# Problem
Give every line of the data again, exactly.

Start of Extracted information

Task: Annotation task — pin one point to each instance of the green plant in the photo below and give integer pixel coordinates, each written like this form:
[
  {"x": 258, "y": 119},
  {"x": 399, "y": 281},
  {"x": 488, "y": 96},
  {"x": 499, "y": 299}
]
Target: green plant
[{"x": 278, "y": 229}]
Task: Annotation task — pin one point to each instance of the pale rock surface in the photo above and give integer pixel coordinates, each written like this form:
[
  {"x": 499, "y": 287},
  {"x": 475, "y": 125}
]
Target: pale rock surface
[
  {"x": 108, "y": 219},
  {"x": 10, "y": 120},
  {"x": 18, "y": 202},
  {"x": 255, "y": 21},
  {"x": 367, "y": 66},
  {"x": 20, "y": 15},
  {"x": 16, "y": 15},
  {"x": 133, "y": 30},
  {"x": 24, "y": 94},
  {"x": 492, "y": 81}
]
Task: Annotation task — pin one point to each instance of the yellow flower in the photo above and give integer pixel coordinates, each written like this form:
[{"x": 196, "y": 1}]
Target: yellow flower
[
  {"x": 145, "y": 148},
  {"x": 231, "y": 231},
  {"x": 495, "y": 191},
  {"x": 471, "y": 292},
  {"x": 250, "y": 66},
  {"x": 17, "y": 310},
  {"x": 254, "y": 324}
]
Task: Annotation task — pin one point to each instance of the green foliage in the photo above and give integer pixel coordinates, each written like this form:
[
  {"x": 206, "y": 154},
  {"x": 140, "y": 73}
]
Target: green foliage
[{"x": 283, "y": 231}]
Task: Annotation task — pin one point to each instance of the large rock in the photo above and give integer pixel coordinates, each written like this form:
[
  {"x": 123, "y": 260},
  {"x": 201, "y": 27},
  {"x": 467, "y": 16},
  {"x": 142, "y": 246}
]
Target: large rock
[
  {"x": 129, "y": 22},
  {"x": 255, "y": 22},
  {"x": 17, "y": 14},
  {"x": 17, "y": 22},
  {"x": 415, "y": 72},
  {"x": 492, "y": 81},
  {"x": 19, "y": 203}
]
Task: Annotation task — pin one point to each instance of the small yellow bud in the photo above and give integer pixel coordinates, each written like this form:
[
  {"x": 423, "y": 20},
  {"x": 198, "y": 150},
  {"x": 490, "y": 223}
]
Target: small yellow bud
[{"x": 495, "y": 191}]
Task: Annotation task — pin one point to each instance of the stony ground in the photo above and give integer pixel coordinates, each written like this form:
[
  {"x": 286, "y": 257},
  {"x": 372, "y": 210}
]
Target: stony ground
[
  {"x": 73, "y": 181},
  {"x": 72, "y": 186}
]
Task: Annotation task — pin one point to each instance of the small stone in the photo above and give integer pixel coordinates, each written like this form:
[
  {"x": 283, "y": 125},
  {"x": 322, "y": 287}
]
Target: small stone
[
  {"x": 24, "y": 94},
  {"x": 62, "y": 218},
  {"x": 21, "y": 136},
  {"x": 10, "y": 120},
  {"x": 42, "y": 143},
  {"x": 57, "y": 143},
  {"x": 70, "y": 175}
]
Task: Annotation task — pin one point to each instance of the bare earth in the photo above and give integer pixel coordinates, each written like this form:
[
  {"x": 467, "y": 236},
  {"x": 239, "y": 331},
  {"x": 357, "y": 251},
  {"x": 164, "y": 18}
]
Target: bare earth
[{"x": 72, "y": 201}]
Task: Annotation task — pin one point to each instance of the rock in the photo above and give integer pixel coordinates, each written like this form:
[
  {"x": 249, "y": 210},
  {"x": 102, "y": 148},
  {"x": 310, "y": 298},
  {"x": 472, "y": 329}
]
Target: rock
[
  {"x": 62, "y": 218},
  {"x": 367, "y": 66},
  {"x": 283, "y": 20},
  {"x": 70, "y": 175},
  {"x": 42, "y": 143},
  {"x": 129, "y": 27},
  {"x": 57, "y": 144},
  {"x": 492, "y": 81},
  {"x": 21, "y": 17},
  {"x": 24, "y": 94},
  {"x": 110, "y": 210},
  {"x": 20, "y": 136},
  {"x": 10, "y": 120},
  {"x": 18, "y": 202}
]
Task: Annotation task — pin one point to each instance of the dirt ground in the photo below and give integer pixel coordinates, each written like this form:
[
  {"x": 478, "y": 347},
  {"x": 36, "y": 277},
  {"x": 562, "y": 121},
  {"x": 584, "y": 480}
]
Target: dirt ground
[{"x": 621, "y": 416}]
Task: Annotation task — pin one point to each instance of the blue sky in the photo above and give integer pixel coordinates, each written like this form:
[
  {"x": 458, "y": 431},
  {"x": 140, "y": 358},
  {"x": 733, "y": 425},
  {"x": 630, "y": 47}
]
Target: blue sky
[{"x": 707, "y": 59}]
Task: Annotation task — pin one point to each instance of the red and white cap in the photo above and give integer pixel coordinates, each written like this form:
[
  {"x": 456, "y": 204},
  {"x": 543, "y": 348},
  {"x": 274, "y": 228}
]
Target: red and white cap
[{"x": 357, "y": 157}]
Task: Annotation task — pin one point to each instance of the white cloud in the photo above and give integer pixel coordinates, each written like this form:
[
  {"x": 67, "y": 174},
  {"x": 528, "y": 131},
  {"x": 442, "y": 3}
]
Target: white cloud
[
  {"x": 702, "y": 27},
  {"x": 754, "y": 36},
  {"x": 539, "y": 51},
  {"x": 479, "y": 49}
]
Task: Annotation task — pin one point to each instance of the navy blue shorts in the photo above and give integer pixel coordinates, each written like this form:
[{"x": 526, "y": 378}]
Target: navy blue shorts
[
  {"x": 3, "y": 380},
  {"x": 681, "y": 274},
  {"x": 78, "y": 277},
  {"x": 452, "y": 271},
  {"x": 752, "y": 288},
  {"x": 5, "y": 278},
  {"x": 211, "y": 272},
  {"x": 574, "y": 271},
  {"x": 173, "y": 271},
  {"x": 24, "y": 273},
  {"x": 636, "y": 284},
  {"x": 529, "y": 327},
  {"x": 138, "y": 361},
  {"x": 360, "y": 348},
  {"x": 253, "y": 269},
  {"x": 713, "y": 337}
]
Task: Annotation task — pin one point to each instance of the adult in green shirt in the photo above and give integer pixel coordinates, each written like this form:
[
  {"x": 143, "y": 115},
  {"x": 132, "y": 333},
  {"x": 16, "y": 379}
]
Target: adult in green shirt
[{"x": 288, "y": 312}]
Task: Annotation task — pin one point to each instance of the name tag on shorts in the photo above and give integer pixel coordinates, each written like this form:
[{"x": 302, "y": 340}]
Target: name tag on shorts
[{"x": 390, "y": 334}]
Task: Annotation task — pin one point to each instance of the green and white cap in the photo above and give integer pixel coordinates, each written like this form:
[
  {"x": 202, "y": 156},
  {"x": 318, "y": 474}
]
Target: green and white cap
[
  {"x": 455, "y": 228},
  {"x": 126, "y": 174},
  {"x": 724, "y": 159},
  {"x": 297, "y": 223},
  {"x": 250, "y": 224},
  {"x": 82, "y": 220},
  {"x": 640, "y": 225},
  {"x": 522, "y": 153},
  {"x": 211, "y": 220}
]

End of Extracted information

# Reply
Task: Annotation task — pin one point to each instance of the green plant in the photo below and give integer pixel coordinates, each written like this form:
[
  {"x": 258, "y": 119},
  {"x": 399, "y": 281},
  {"x": 488, "y": 96},
  {"x": 499, "y": 299}
]
Target: green plant
[{"x": 278, "y": 229}]
Task: Annotation task — pin one point to each instance of the pale rock surface in the photo above and give integer pixel coordinates, each written like this form:
[
  {"x": 499, "y": 287},
  {"x": 475, "y": 125}
]
Target: pale rock surface
[
  {"x": 108, "y": 219},
  {"x": 10, "y": 120},
  {"x": 18, "y": 202},
  {"x": 255, "y": 21},
  {"x": 367, "y": 66},
  {"x": 20, "y": 15},
  {"x": 16, "y": 15},
  {"x": 133, "y": 30},
  {"x": 24, "y": 94},
  {"x": 492, "y": 81}
]
Task: Annotation task — pin one point to each instance of the yellow flower in the photo above and give integer pixel coordinates, each written like this form:
[{"x": 196, "y": 1}]
Target: yellow flower
[
  {"x": 145, "y": 148},
  {"x": 231, "y": 231},
  {"x": 495, "y": 191},
  {"x": 471, "y": 292},
  {"x": 250, "y": 66},
  {"x": 17, "y": 310},
  {"x": 254, "y": 324}
]
Task: Annotation task — pin one point to each instance of the green foliage in the photo above and give integer pixel coordinates, each written like this form:
[
  {"x": 206, "y": 154},
  {"x": 140, "y": 73}
]
Target: green foliage
[{"x": 283, "y": 231}]
Task: Annotation task — pin one point to each instance of the large rock in the photo above and give integer pixel coordinates, each written like this form:
[
  {"x": 123, "y": 260},
  {"x": 201, "y": 27},
  {"x": 467, "y": 16},
  {"x": 142, "y": 246}
]
Target: large rock
[
  {"x": 129, "y": 22},
  {"x": 255, "y": 22},
  {"x": 17, "y": 14},
  {"x": 17, "y": 22},
  {"x": 415, "y": 72},
  {"x": 492, "y": 81},
  {"x": 19, "y": 203}
]
Task: Annotation task — pin one point to each instance of the small yellow bud in the photo above and give integer pixel coordinates, each written like this form:
[
  {"x": 423, "y": 20},
  {"x": 198, "y": 150},
  {"x": 490, "y": 223}
]
Target: small yellow bud
[{"x": 495, "y": 191}]
Task: Annotation task — pin one point to each instance of the stony ground in the photo above and give integer pixel coordinates, each written like this form:
[
  {"x": 286, "y": 257},
  {"x": 372, "y": 210}
]
Target: stony ground
[
  {"x": 73, "y": 181},
  {"x": 72, "y": 186}
]
Task: Annotation task — pin one point to each instance of the small stone in the photo above and give integer pixel coordinates, each written like this form:
[
  {"x": 283, "y": 125},
  {"x": 322, "y": 287}
]
Target: small stone
[
  {"x": 24, "y": 94},
  {"x": 62, "y": 218},
  {"x": 21, "y": 136},
  {"x": 10, "y": 120},
  {"x": 42, "y": 143},
  {"x": 57, "y": 143},
  {"x": 70, "y": 175}
]
Task: Annotation task — pin one point to each instance of the bare earth in the photo above and give integer pixel coordinates, each written like this form:
[
  {"x": 467, "y": 236},
  {"x": 239, "y": 331},
  {"x": 357, "y": 251},
  {"x": 164, "y": 18}
]
Target: bare earth
[{"x": 72, "y": 201}]
Task: Annotation task — pin one point to each instance of the rock in the photo above and give integer pixel coordinates, each written like this form:
[
  {"x": 249, "y": 210},
  {"x": 102, "y": 148},
  {"x": 310, "y": 298},
  {"x": 472, "y": 329}
]
Target: rock
[
  {"x": 62, "y": 218},
  {"x": 367, "y": 66},
  {"x": 283, "y": 20},
  {"x": 70, "y": 175},
  {"x": 42, "y": 143},
  {"x": 129, "y": 27},
  {"x": 57, "y": 144},
  {"x": 492, "y": 81},
  {"x": 21, "y": 17},
  {"x": 24, "y": 94},
  {"x": 110, "y": 210},
  {"x": 20, "y": 136},
  {"x": 10, "y": 120},
  {"x": 18, "y": 202}
]
Task: Annotation task — pin one point to each instance of the dirt ground in the photo below and give integer pixel coordinates, each written like this form:
[
  {"x": 478, "y": 347},
  {"x": 36, "y": 277},
  {"x": 562, "y": 121},
  {"x": 584, "y": 480}
]
Target: dirt ground
[{"x": 621, "y": 416}]
Task: Annotation task — pin one point to each instance of the blue sky in the photo above and give integer pixel coordinates, each written like this form:
[
  {"x": 458, "y": 431},
  {"x": 140, "y": 358},
  {"x": 733, "y": 425},
  {"x": 630, "y": 47}
]
Target: blue sky
[{"x": 707, "y": 59}]
Task: Annotation task — pin one point to each instance of the red and white cap in the photo above and give integer pixel coordinates, each written like this form:
[
  {"x": 456, "y": 204},
  {"x": 543, "y": 348},
  {"x": 274, "y": 228}
]
Target: red and white cap
[{"x": 357, "y": 157}]
Task: Annotation task — pin one point to each instance of the white cloud in the photo above and give integer pixel coordinates, each written like this form:
[
  {"x": 67, "y": 174},
  {"x": 528, "y": 131},
  {"x": 442, "y": 3}
]
Target: white cloud
[
  {"x": 702, "y": 27},
  {"x": 754, "y": 36},
  {"x": 539, "y": 51},
  {"x": 479, "y": 49}
]
Task: Annotation task — pin one point to each instance of the navy blue shorts in the photo above and give integer pixel coordinates, each written like this form:
[{"x": 526, "y": 378}]
Target: navy blue shorts
[
  {"x": 3, "y": 380},
  {"x": 681, "y": 274},
  {"x": 78, "y": 277},
  {"x": 452, "y": 271},
  {"x": 752, "y": 288},
  {"x": 5, "y": 278},
  {"x": 211, "y": 272},
  {"x": 574, "y": 271},
  {"x": 173, "y": 271},
  {"x": 24, "y": 273},
  {"x": 636, "y": 284},
  {"x": 529, "y": 327},
  {"x": 138, "y": 361},
  {"x": 360, "y": 348},
  {"x": 253, "y": 269},
  {"x": 713, "y": 337}
]
Task: Annotation task — pin one point to each instance of the adult in green shirt in the photo above and give integer pixel coordinates, each written like this form:
[
  {"x": 143, "y": 115},
  {"x": 132, "y": 333},
  {"x": 16, "y": 379}
]
Target: adult in green shirt
[{"x": 288, "y": 312}]
Task: Annotation task — pin one point to each instance of the name tag on shorts in the photo above and give integer pixel coordinates, each written like this form:
[{"x": 302, "y": 340}]
Target: name tag on shorts
[{"x": 390, "y": 334}]
Task: Annotation task — pin one point to each instance of the green and white cap in the photo above and give integer pixel coordinates, each written like this form:
[
  {"x": 202, "y": 156},
  {"x": 318, "y": 474}
]
Target: green and white cap
[
  {"x": 455, "y": 228},
  {"x": 126, "y": 174},
  {"x": 724, "y": 159},
  {"x": 297, "y": 223},
  {"x": 250, "y": 224},
  {"x": 82, "y": 220},
  {"x": 640, "y": 225},
  {"x": 522, "y": 153},
  {"x": 211, "y": 220}
]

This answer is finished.